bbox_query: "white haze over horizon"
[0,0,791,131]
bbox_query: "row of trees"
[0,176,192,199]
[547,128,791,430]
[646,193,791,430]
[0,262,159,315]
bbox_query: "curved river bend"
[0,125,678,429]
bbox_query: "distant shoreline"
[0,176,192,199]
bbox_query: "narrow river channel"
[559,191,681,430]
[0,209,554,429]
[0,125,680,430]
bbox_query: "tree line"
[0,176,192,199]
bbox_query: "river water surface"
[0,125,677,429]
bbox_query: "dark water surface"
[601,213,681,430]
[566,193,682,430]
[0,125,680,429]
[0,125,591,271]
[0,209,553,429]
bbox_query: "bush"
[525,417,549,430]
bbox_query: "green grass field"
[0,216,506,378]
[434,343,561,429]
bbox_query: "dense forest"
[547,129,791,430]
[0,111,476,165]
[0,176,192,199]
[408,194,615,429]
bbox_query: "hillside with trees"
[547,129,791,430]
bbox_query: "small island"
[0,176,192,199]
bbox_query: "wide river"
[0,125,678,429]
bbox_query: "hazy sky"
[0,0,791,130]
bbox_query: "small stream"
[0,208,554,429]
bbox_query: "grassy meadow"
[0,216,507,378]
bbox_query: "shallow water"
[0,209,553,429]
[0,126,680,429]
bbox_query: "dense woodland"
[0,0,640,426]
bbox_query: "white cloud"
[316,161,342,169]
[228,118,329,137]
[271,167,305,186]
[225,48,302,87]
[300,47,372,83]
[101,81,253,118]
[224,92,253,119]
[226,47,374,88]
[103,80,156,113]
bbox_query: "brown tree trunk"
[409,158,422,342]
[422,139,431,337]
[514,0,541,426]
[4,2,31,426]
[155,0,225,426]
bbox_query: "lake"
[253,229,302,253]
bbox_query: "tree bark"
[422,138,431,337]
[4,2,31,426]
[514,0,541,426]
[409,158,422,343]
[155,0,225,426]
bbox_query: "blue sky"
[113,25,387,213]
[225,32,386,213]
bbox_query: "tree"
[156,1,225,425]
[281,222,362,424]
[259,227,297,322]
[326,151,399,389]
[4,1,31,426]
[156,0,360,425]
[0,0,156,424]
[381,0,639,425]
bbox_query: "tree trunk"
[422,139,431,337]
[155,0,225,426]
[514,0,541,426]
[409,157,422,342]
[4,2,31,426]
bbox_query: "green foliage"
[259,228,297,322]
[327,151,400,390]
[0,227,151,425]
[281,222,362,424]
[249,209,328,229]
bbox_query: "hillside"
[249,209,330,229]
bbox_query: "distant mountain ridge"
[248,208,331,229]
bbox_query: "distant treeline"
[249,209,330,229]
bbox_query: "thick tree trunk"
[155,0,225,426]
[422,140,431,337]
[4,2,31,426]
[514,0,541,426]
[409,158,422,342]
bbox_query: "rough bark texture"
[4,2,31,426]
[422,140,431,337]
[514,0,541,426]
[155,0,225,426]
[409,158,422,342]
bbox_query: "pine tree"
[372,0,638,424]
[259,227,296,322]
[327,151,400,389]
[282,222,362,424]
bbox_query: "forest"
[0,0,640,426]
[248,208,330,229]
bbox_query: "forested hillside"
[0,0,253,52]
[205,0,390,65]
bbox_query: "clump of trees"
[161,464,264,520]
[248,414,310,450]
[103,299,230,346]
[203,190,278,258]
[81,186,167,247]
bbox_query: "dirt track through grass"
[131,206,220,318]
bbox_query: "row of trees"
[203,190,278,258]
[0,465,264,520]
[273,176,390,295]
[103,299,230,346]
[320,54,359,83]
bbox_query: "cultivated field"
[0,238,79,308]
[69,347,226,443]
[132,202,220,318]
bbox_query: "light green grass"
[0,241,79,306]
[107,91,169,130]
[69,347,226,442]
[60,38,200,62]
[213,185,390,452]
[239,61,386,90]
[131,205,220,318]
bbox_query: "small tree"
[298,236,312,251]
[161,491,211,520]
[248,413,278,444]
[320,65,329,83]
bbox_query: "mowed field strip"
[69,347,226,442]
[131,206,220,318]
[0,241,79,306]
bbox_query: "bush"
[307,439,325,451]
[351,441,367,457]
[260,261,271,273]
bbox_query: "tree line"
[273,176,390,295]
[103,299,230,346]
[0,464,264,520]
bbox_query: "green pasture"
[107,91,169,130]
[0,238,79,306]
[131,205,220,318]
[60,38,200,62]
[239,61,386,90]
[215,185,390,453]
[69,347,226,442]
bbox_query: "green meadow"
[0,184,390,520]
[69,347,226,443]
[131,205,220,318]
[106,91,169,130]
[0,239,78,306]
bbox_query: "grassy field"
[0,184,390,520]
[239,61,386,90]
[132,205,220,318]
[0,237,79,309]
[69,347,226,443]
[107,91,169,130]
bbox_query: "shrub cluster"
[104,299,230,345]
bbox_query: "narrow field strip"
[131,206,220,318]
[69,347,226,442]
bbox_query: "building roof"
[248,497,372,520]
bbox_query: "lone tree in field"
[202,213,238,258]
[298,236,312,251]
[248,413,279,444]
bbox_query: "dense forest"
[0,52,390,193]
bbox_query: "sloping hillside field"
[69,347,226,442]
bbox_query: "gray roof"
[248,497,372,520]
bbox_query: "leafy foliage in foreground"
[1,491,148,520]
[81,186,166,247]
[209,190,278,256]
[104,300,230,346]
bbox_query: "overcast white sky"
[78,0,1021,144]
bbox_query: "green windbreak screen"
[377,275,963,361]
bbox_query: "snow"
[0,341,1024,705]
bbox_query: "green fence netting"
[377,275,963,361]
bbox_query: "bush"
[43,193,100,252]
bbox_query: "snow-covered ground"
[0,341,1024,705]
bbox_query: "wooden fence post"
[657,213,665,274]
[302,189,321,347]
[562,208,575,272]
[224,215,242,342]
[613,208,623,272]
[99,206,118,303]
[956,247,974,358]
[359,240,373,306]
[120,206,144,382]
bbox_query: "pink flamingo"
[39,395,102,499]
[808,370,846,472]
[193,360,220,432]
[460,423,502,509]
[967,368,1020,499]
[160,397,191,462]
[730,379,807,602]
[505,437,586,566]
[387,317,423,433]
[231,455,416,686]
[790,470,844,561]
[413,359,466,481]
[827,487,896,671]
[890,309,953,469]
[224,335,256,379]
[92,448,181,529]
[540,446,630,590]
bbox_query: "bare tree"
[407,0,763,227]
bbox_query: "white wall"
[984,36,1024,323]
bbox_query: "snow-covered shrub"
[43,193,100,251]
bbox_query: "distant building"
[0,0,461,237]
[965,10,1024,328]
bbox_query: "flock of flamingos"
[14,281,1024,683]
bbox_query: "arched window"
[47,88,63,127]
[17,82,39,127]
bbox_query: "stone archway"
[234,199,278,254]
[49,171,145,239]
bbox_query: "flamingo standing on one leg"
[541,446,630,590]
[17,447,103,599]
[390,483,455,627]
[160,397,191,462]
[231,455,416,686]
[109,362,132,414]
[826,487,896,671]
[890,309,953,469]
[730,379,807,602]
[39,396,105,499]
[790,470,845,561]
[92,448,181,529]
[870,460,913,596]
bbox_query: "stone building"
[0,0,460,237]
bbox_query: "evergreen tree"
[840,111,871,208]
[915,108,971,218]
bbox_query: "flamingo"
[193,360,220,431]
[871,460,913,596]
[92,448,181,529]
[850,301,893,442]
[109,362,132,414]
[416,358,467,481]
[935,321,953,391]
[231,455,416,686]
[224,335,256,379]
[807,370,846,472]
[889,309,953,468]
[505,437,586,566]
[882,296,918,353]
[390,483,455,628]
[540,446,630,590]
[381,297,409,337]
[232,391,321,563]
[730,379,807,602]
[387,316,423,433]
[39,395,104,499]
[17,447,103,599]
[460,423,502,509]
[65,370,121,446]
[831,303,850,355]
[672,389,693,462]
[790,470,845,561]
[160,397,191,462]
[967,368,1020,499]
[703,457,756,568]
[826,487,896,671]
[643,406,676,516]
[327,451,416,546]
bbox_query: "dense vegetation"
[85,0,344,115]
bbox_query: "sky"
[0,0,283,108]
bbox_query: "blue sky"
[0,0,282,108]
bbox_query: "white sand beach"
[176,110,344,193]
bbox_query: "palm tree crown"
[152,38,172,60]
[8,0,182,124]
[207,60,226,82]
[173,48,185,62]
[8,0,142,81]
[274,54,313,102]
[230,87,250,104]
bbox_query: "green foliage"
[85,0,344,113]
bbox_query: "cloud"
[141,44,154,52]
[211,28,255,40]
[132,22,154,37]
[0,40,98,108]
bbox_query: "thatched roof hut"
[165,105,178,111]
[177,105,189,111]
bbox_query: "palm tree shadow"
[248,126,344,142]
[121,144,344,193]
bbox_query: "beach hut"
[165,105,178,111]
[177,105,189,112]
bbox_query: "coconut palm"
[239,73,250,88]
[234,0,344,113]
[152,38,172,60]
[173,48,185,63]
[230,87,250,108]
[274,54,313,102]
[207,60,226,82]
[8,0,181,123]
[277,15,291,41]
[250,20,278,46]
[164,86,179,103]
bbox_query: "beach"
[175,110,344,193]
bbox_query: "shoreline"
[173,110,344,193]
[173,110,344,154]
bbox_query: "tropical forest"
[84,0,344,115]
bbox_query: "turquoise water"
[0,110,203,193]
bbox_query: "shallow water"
========================
Exercise directions:
Copy the items above exactly as they appear, from the very first line through the line with "[0,125,677,429]", including both of those lines.

The completed task:
bbox_query: "white haze over horizon"
[0,0,791,131]
bbox_query: "row of trees"
[0,176,192,199]
[547,128,791,430]
[646,193,791,430]
[0,262,159,315]
bbox_query: "curved river bend"
[0,125,678,429]
bbox_query: "distant shoreline"
[0,176,192,199]
bbox_query: "narrow river channel"
[559,191,681,430]
[0,209,554,429]
[0,125,680,430]
bbox_query: "tree line"
[0,176,192,199]
bbox_query: "river water surface"
[0,125,677,429]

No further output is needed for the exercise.